Directives:
1. Please answer these from the passage on Price's Missouri brigades below:
(a) Of the 12,000 men gathered, how many went with Price into the Confederate States Army?
(b) Where were the brigades captured in July 1863?
(c) About how many survivors were under arms when the war ended at Fort Blakely?
2. Duplicate the passage on Price's Missouri brigades between "Of the 12,000" and "bitter guerrilla warfare.", inclusive.
3. Go on with the passage on Price's Missouri brigades from its last sentence.

Text shown:
□ □ □ □ □

Of the 12,000 men gathered here, 8,000 went with Price into the Confederate
States Army,
2,000 remained with the MSG under Brigadier General M. M. Parsons, and 2,000
went home
to protect their families, many to fight in bitter guerrilla warfare.
In March, 1862, Price’s two brigades fought at Pea Ridge, Ark. The next
month they crossed the river
to Mississippi. After fighting at Iuka, Corinth, Port Gibson, Champion Hill,
and Big Black River,
they were captured at Vicksburg, in July, 1863. They were exchanged in
September and consolidated into
a single brigade, receiving in May, 1864, the thanks of the Confederate
Congress for their "fidelity to the cause
of Southern independence." They afterwards fought in the Atlanta campaign
and at Franklin, Tenn.,
where they participated in the largest, bloodiest charge of the war. They
ended the war at Fort Blakely, Ala.,
in May, 1865, with only some 300 survivors under arms.

□ □ □ □ □

Supplied data:
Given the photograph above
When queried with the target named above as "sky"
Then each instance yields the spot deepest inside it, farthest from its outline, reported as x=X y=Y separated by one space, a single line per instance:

□ □ □ □ □

Results of the exercise:
1.
(a) 8,000
(b) Vicksburg
(c) Some 300

2.
Of the 12,000 men gathered here, 8,000 went with Price into the Confederate
States Army,
2,000 remained with the MSG under Brigadier General M. M. Parsons, and 2,000
went home
to protect their families, many to fight in bitter guerrilla warfare.

3.
These Missourians fought more than a dozen battles in seven states, spending
37 of their 40 months
of service outside Missouri. No men served more valiantly, endured more
hardship, or sacrificed more
for their cause. In discipline and combat effectiveness they had few peers
and no superiors.
They were the South’s finest.
Prior to October 1861, most of these men fought as the
Missouri State Guard, Missouri’s Army,
and under this flag, seeing victories at Carthage, Oak Hills, Lexington
Hills, Lexington and Drywood.
From this body of men, fifteen Generals were produced for the Confederate
States of America.
John S. Bowen, John Clark, John Clark, Jr., Francis M. Cockrell, Basil Duke,
Daniel Frost, Martin Green,
Henry Little, James Major, John S. Marmaduke, M. M. Parsons, Sterling Price,
James Rains, Jo Shelby
and William Slack
"The finest body of Soldiers ever gazed upon." President Jefferson Davis,
1863
"I have never seen in battle their equals." General Van Doran, Corinth,
Miss.
"Missouri troops of the Army of the West were not surpassed by any troops in
the World." General
D. H. Maury, Corinth, Miss.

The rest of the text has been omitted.